● **What to produce**
Render the material below as a two-column CSV with the header row instruction,points and one row per entry. Put each entry's text in a single quoted field and its answer in another, replace line breaks with spaces, cover every entry, and leave out the pictures.

┄┄┄┄┄┄┄┄┄┄┄┄┄┄┄┄┄┄┄┄

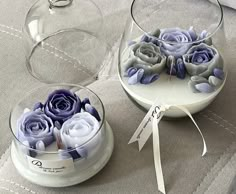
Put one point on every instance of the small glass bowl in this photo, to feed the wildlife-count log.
(155, 53)
(53, 167)
(63, 41)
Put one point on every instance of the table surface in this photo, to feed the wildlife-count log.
(128, 170)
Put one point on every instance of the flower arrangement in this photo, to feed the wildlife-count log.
(63, 119)
(181, 53)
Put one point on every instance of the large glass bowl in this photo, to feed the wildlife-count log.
(173, 52)
(63, 41)
(53, 167)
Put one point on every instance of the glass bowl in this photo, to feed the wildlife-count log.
(63, 41)
(58, 150)
(173, 52)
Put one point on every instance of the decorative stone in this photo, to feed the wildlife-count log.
(136, 77)
(40, 146)
(131, 43)
(198, 79)
(131, 71)
(204, 88)
(215, 81)
(149, 79)
(219, 73)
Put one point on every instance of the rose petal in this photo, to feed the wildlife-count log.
(136, 77)
(192, 33)
(40, 145)
(38, 105)
(219, 73)
(149, 79)
(84, 102)
(90, 109)
(144, 38)
(214, 81)
(156, 33)
(63, 155)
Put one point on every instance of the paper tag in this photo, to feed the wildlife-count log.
(144, 130)
(52, 167)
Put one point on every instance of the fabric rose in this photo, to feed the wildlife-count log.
(62, 105)
(202, 59)
(35, 129)
(145, 63)
(78, 129)
(176, 41)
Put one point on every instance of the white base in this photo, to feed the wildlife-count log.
(76, 177)
(175, 93)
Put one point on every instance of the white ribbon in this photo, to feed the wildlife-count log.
(148, 126)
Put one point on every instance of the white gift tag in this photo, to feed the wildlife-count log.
(149, 126)
(52, 167)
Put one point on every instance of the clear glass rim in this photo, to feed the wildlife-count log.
(102, 123)
(48, 35)
(28, 57)
(182, 43)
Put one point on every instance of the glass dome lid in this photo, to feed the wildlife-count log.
(63, 42)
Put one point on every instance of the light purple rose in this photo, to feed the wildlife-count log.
(79, 129)
(62, 105)
(202, 59)
(144, 64)
(176, 42)
(35, 129)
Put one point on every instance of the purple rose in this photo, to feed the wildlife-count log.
(202, 59)
(35, 129)
(176, 41)
(62, 105)
(144, 64)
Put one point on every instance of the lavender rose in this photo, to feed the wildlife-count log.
(145, 63)
(35, 129)
(62, 105)
(202, 59)
(79, 129)
(176, 41)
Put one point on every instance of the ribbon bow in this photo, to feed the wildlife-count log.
(148, 126)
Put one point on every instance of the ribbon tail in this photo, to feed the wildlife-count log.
(157, 154)
(199, 130)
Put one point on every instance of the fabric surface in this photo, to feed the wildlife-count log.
(128, 171)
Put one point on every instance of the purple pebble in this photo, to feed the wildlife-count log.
(181, 71)
(219, 73)
(90, 109)
(131, 43)
(74, 154)
(82, 152)
(131, 71)
(136, 77)
(57, 125)
(38, 105)
(149, 79)
(145, 38)
(84, 102)
(204, 88)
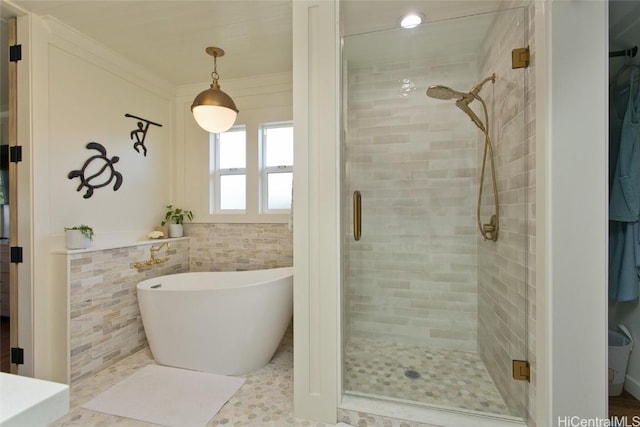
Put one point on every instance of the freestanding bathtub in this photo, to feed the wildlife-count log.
(226, 323)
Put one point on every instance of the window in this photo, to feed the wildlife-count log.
(277, 167)
(251, 172)
(229, 174)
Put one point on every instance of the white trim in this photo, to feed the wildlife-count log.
(632, 386)
(574, 216)
(316, 209)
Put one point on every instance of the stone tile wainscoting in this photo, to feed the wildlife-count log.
(104, 318)
(231, 247)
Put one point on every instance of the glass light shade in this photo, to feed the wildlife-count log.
(214, 110)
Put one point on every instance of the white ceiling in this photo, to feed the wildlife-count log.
(170, 36)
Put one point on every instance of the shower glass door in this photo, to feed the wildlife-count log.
(434, 314)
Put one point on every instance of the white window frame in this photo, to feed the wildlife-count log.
(265, 171)
(218, 173)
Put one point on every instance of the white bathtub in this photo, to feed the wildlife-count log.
(226, 323)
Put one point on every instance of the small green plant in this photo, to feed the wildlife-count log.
(176, 216)
(84, 229)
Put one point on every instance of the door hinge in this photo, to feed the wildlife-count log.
(521, 370)
(520, 58)
(17, 355)
(15, 153)
(16, 254)
(15, 53)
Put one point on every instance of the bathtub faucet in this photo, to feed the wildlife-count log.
(153, 260)
(153, 249)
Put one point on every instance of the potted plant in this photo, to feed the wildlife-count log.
(175, 218)
(78, 236)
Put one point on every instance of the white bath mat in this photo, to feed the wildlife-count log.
(167, 396)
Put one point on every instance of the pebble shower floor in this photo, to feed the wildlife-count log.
(456, 379)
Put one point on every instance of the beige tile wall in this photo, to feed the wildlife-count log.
(105, 324)
(502, 265)
(230, 247)
(412, 276)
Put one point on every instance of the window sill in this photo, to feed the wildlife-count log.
(242, 219)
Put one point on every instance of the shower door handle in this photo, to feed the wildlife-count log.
(357, 215)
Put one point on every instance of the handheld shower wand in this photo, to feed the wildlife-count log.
(489, 231)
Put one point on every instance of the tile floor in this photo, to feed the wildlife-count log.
(450, 378)
(266, 398)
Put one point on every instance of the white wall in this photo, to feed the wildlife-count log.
(74, 92)
(571, 229)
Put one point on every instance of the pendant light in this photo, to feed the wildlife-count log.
(213, 109)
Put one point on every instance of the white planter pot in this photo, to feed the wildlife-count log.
(76, 240)
(176, 230)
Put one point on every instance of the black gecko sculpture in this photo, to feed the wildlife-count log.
(105, 171)
(140, 134)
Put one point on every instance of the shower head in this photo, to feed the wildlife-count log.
(462, 99)
(445, 93)
(463, 104)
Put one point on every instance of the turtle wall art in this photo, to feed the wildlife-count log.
(140, 133)
(98, 171)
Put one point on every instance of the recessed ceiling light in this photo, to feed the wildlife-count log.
(411, 20)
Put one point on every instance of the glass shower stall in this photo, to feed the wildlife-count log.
(434, 313)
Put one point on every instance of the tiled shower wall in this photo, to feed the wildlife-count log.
(502, 272)
(231, 247)
(105, 324)
(412, 276)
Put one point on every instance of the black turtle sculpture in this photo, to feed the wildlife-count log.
(100, 169)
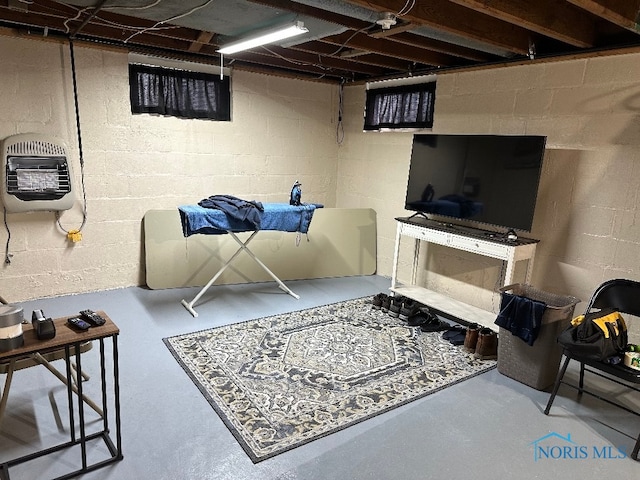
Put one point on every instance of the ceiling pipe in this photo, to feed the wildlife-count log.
(89, 18)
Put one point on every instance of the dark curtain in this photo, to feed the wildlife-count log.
(179, 93)
(408, 106)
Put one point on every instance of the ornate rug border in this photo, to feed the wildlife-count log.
(236, 434)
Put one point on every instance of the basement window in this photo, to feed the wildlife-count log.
(179, 93)
(400, 107)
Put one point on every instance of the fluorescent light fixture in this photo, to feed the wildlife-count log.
(272, 36)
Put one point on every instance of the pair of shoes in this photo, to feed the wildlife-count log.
(482, 342)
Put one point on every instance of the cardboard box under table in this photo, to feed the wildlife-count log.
(536, 365)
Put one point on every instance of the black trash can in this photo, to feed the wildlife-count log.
(536, 365)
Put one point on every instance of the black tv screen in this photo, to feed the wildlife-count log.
(491, 179)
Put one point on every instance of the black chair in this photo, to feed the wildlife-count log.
(623, 295)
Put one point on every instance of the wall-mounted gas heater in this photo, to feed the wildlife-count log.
(36, 174)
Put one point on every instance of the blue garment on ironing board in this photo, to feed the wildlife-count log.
(522, 316)
(236, 208)
(276, 216)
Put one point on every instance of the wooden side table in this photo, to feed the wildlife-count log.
(70, 341)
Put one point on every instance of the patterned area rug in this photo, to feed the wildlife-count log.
(282, 381)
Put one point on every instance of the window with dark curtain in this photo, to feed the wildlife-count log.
(407, 106)
(179, 93)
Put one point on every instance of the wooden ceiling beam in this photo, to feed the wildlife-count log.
(203, 39)
(317, 59)
(366, 58)
(448, 17)
(624, 13)
(439, 46)
(553, 18)
(387, 47)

┄┄┄┄┄┄┄┄┄┄┄┄┄┄┄┄┄┄┄┄

● **Output**
instruction,points
"Put one point on every instance of the small glass bowl in this photo, to feed the wildlife-count log.","(155, 53) (53, 167) (63, 41)"
"Put one point on every instance of the table surface in this photo, to feed the wildlife-count log.","(128, 170)"
"Put one point on every instance of the flower arrangement in this photo, to feed the wildlife-count log.","(63, 119) (181, 53)"
"Put one point on every instance of the large glass bowl in this photo, to feed the wildlife-count log.","(173, 52) (63, 41) (53, 167)"
"Put one point on every instance of the glass bowl in this photo, to feed the wildlife-count log.","(63, 41) (58, 150) (173, 52)"
"Put one point on every instance of the decorative stone in this photo, to feed the wildlife-count log.","(136, 77) (40, 146) (131, 43) (198, 79) (131, 71) (204, 88) (215, 81) (149, 79) (219, 73)"
"Put one point on every instance of the rose petal in this photo, to feed the wildlife-count log.","(136, 77) (192, 33) (40, 145) (38, 105) (219, 73) (149, 79) (84, 102) (90, 109) (144, 38) (214, 81) (156, 33) (63, 155)"
"Put one point on every instance of the paper tag in this photo, to feed the wildlife-count log.","(144, 130) (52, 167)"
"Put one point on every instance of the fabric rose in this photo, to feed the wildlife-count log.","(62, 105) (202, 59) (35, 129) (145, 63) (78, 129) (176, 41)"
"Put one point on every instance of the white base in this photo, to feed the wildlife-count log.","(76, 177) (175, 93)"
"Put one point on every instance of the white ribbon in this photo, to feed the wildlife-count log.","(148, 126)"
"Put one point on every instance of the white gift tag in this photo, to feed the wildlife-count log.","(149, 126) (52, 167)"
"Put one point on every instance of the clear glass rim in this photo, to feed the wildlife-count log.","(102, 123) (48, 35) (28, 57) (182, 43)"
"Put one point on every instance of the glass dome lid in this photo, to feed the wildlife-count log.","(63, 42)"
"Put one point on every instance of the light purple rose in this photo, to feed the wildlife-count log.","(79, 129) (62, 105) (202, 59) (144, 64) (176, 42) (35, 129)"
"Put one point on every instance of the purple rose in this photo, to feed the wildlife-count log.","(202, 59) (35, 129) (176, 41) (62, 105) (144, 64)"
"Put one point on every instance of the lavender rose in this photo, to feed the wildlife-count log.","(145, 63) (35, 129) (62, 105) (202, 59) (79, 129) (176, 41)"
"Put one point on every instance of the ribbon bow in this photo, to feed the wildlife-count log.","(148, 126)"
"Put one point on every instance of the ribbon tail in this photo, to feed the wildlife-count log.","(157, 154) (199, 130)"
"Put one point on every instance of the fabric surface in this photo, to feed the wildlife-count log.","(128, 171)"
"Put one point on every instance of the purple pebble in this photo, to feed the wildlife-count log.","(181, 71) (219, 73) (90, 109) (131, 43) (74, 154) (82, 152) (131, 71) (136, 77) (57, 125) (38, 105) (149, 79) (145, 38) (84, 102) (204, 88)"
"Put one point on every instance of the freestanding bathtub in this photo, to feed the wildlife-count log.","(226, 323)"
"Put one point on every instance of the window in this photo, to feed the wildlife-count log.","(277, 167) (251, 172) (229, 174)"
"Put one point on every instance of the white trim in this photo, to feed the wildlife-count log.","(632, 386) (574, 216) (316, 209)"
"Put one point on every instance of the stone tile wainscoting in this photo, to feed the wildlife-count log.","(104, 318) (231, 247)"
"Put one point on every instance of the glass light shade in this photo, to feed the wildlife-count log.","(214, 110)"
"Put one point on every instance of the white ceiling in this photo, to feed the wildlife-count log.","(170, 36)"
"Put one point on every instance of the shower glass door in this photo, to feed the wildlife-count log.","(434, 314)"
"Put one point on every instance of the white window frame in this photo, to feed the wildlife-count log.","(265, 171) (218, 173)"
"Put one point on every instance of the white bathtub in this photo, to feed the wildlife-count log.","(226, 323)"
"Put one point on every instance of the small green plant in this photo, to feed the wildlife-count log.","(176, 216) (84, 229)"
"Put one point on every instance of the door hinge in this photo, to feed the wildlife-count log.","(521, 370) (520, 58) (17, 355) (15, 153) (16, 254) (15, 53)"
"Put one point on every instance of the bathtub faucet in this photo, to feed the wildlife-count log.","(153, 260) (153, 249)"
"Put one point on every instance of the potted plant in this photo, to feed the wildlife-count log.","(175, 218) (78, 236)"
"Put one point on every instance of the white bath mat in this photo, to feed the wildlife-count log.","(167, 396)"
"Put one point on every instance of the pebble shower floor in this photo, to feed the wildlife-count log.","(456, 379)"
"Put one point on every instance of the beige tile wall in this photo, to feed the wildlife-count log.","(105, 324) (502, 265) (230, 247) (412, 276)"
"Put one point on every instance of the window sill in this photo, to feed the wildlife-count log.","(242, 219)"
"Put one point on every instance of the shower door handle in this photo, to feed the wildlife-count log.","(357, 215)"
"Put one point on every instance of the handheld shower wand in this photo, to feed the wildlife-count log.","(489, 231)"
"Put one point on every instance of the tile floor in this photo, to feed the wildlife-count log.","(450, 378) (266, 398)"
"Put one point on every instance of the white wall in this photo, to feed the wildlife-count log.","(74, 92) (571, 229)"
"Put one point on every instance of the pendant light in this photo, to feed the wildlife-count log.","(213, 109)"
"Put one point on every instance of the white planter pot in this photo, to feed the wildlife-count log.","(76, 240) (176, 230)"
"Put one point on every instance of the black gecko sculpture in this photo, to feed the wildlife-count log.","(105, 171) (140, 134)"
"Put one point on every instance of the shower head in this photo, to feed the wildlife-count log.","(462, 99) (445, 93) (463, 104)"
"Put one point on every instance of the turtle wall art in this photo, to feed the wildlife-count log.","(140, 133) (98, 171)"
"Put one point on every instance of the recessed ceiling light in this photo, to feed the wildlife-count log.","(411, 20)"
"Put one point on every instance of the glass shower stall in this photo, to feed the wildlife-count log.","(434, 313)"
"Put one point on every instance of the tiled shower wall in this photo, to feed the wildlife-count log.","(502, 272) (231, 247) (105, 324) (412, 276)"
"Put one point on every instance of the black turtle sculpture in this photo, to feed the wildlife-count log.","(100, 169)"
"Put one point on every instance of the ceiling pipe in this photo, to feed the wildlife-count log.","(89, 18)"
"Put one point on every instance of the dark curtain in this photo, to feed the wildlife-count log.","(179, 93) (408, 106)"
"Put one point on every instance of the ornate rug border in this photo, to feed the wildlife-count log.","(236, 434)"
"Put one point on every instance of the basement window in this photo, to feed the wildlife-count log.","(179, 93) (400, 107)"
"Put one point on every instance of the fluorescent light fixture in this photo, to feed the wildlife-count log.","(272, 36)"
"Put one point on every instance of the pair of shoes in this photo, to feed the wildlife-count log.","(482, 342)"
"Put one point on every instance of the cardboard box under table in this photo, to feed the wildlife-count log.","(536, 365)"
"Put one point on every instance of the black trash can in this photo, to feed the wildlife-count log.","(536, 365)"
"Put one point on every instance of the black tv screen in this photo, to feed the wildlife-count log.","(491, 179)"
"Put one point on every instance of the black chair in this photo, to feed the wildlife-count log.","(623, 295)"
"Put one point on every instance of the wall-mounted gas heater in this photo, to feed the wildlife-count log.","(36, 174)"
"Put one point on every instance of the blue garment on ironing board in this photo, to feed the wildlife-count log.","(522, 316) (236, 208) (276, 216)"
"Put one point on every instance of the wooden side table in this photo, to feed the wildlife-count log.","(70, 341)"
"Put one point on every instance of the patterned area rug in this photo, to feed the wildlife-count log.","(282, 381)"
"Put one point on every instance of the window with dark curtain in this photo, to feed the wildlife-count log.","(407, 106) (179, 93)"
"Put one point on every instance of the wooden ceiling beam in this photo, to feed the wildlife-count log.","(203, 39) (317, 59) (366, 58) (448, 17) (624, 13) (439, 46) (553, 18) (387, 47)"